→ **EXERCISE**
Reproduce, without alteration, the lines of the data below from the line containing "# point at: sky" through the end of the data, including both ends.

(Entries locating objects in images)
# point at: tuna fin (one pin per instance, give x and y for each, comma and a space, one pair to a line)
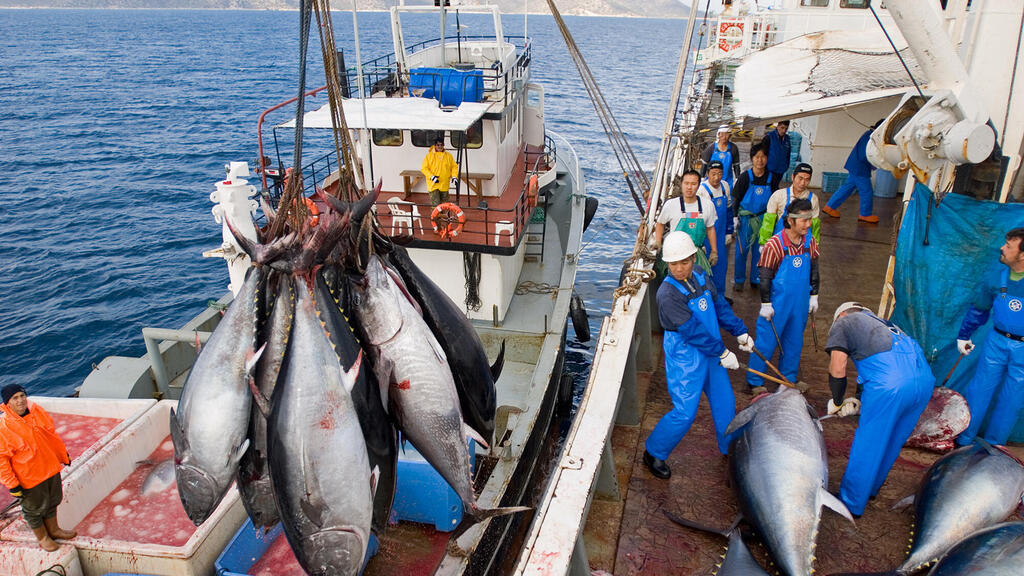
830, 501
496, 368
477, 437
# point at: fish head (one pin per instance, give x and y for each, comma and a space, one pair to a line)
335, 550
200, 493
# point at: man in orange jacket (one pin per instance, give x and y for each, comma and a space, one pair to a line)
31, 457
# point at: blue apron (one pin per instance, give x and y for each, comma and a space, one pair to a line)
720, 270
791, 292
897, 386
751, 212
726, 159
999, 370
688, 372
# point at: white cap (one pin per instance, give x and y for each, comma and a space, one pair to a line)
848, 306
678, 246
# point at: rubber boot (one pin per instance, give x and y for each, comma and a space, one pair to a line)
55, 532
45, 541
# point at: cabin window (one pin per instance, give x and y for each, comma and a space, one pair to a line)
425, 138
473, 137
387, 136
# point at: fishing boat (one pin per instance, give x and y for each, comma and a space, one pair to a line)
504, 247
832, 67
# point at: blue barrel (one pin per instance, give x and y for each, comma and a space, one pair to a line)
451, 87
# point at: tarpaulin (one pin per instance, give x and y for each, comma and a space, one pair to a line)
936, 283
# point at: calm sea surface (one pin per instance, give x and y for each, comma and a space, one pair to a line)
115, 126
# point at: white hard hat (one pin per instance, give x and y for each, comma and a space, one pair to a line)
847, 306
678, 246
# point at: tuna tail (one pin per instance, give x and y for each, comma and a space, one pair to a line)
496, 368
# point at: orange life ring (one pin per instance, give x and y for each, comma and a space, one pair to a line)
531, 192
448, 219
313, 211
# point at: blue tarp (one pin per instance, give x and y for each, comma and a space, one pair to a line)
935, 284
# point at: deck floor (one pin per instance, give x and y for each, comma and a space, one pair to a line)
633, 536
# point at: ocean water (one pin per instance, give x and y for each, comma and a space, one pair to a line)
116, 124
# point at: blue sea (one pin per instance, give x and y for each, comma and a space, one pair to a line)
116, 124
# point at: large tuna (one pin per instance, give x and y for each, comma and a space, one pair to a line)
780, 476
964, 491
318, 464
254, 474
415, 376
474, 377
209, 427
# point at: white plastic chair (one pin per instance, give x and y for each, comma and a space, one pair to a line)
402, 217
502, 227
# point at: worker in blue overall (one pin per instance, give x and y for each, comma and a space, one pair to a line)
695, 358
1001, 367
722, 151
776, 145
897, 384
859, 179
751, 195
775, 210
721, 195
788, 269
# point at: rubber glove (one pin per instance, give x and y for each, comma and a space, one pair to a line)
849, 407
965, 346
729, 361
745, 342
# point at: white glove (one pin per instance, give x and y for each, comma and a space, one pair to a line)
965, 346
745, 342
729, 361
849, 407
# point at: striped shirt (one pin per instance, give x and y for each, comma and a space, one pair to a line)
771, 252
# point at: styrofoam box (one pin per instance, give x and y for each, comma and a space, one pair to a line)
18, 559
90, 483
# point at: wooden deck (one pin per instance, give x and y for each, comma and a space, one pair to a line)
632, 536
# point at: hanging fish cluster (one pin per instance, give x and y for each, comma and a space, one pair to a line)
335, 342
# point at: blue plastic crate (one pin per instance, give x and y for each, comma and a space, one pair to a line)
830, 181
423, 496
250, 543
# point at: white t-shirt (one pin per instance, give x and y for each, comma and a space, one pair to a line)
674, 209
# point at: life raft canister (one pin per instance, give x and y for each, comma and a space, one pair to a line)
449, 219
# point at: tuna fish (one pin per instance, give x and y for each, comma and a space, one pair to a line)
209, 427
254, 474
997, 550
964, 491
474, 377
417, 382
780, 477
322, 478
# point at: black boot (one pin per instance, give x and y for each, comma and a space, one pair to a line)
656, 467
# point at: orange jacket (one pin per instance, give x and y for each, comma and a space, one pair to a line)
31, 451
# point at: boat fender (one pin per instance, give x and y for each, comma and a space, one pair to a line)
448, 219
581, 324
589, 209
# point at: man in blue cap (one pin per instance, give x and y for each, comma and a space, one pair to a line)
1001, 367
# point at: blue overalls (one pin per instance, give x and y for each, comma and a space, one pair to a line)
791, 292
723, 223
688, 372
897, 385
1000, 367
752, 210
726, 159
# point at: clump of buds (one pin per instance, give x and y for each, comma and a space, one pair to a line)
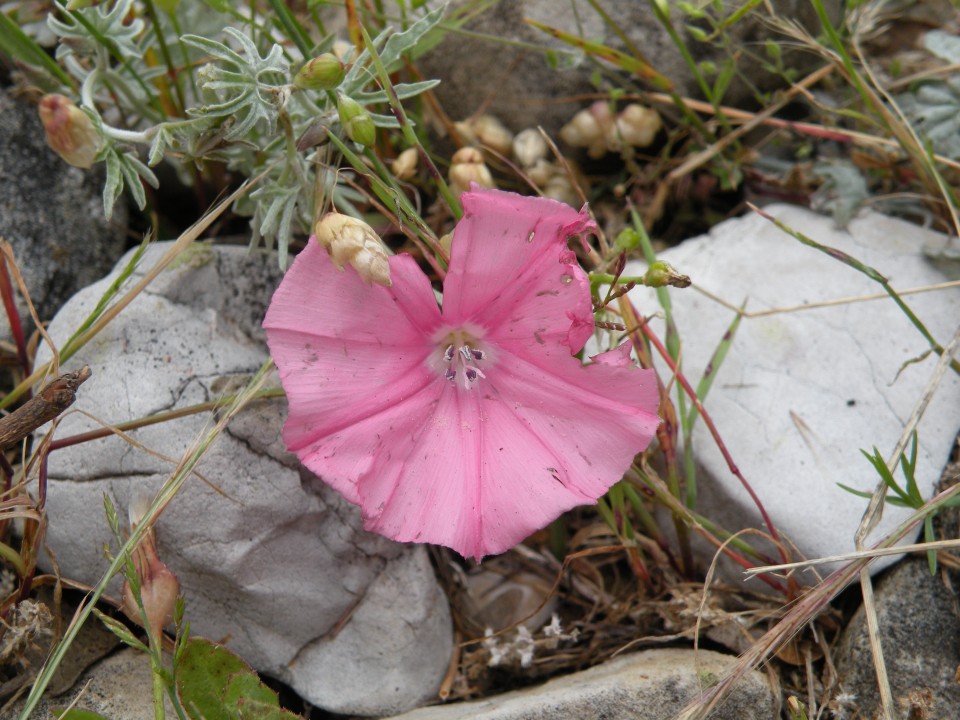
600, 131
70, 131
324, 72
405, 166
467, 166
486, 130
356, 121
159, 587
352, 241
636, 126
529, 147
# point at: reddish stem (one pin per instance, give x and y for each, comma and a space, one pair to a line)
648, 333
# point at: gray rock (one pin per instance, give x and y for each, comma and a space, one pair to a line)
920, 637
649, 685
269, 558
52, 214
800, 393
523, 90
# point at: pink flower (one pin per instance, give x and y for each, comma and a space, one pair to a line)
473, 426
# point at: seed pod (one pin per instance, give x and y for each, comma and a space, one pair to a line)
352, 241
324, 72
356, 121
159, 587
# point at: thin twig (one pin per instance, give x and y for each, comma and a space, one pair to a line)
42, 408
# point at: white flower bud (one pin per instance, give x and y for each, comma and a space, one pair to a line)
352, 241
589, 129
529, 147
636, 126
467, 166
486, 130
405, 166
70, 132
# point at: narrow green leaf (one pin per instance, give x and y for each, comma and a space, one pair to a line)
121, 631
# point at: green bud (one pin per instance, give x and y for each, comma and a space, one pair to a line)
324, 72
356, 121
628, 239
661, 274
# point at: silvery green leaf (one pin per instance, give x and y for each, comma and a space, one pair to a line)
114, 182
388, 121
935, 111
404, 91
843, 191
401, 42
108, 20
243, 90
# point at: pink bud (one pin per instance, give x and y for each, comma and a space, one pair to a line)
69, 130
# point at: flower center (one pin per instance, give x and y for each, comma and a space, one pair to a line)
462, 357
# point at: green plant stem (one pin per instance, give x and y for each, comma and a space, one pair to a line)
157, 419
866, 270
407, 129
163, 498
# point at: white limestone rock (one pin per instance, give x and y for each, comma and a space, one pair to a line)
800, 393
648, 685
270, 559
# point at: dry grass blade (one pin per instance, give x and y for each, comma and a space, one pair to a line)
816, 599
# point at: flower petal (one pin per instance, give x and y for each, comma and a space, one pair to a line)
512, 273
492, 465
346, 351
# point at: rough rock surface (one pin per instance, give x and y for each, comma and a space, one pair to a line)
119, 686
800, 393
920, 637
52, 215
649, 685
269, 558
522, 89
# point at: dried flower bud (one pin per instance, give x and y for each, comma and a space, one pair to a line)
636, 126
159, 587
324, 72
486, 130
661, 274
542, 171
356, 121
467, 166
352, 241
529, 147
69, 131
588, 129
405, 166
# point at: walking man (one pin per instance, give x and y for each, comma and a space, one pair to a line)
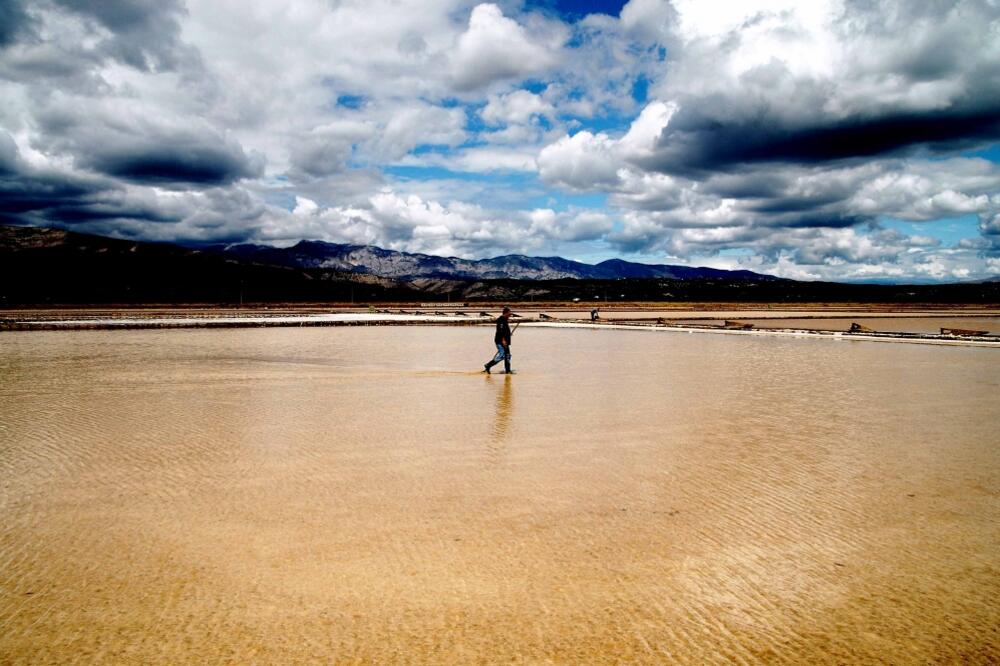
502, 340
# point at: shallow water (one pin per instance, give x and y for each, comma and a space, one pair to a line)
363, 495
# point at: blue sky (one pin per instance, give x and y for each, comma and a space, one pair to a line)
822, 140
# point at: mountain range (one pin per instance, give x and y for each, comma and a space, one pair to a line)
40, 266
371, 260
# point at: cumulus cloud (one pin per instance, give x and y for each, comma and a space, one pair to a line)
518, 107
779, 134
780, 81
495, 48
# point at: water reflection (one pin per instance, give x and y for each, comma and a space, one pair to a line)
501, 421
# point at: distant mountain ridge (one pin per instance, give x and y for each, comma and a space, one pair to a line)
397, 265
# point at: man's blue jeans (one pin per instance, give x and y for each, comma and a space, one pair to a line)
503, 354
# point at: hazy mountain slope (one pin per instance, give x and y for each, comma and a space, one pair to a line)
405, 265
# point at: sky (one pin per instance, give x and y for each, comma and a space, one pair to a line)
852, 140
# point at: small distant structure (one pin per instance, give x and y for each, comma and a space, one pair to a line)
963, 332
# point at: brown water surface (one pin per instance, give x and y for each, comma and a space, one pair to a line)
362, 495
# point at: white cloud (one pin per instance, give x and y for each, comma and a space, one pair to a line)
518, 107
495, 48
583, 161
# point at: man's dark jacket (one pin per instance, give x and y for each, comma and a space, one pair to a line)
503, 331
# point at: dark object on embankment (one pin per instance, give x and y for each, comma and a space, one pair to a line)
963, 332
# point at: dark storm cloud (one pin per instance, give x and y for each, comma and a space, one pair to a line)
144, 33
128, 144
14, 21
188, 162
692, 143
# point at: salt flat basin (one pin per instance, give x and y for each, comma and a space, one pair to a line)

→ **ANSWER TO THIS EXERCISE**
# point at: sky (one pin per instance, give x and y for each, comma and a space, one pair to a line)
852, 140
# point at: small distant structure (one pin per instance, give x and y for each, comma and a space, one pair to a line)
963, 332
# point at: brown water surface (one pin per instance, give x and y for each, comma and a space, one pair to a line)
362, 495
# point at: white cloud (one pin per instance, give x and y for each, comma and a space, one pair to a line)
518, 107
495, 48
583, 161
# point at: man's dark jacket (one pin per instance, give x and y for each, comma and a space, one pair to a line)
503, 331
# point at: dark object on embankment (one pin per instance, give x and y for each, comma and a space, one pair to a line)
963, 332
# point at: dark storm cloud (one pin per instance, give x and y for each, comma and a space, one pair to a line)
144, 33
128, 144
14, 21
188, 162
692, 143
# point at: salt flat basin (one pin per instance, give x and y for each, comma and a space, one pair to a line)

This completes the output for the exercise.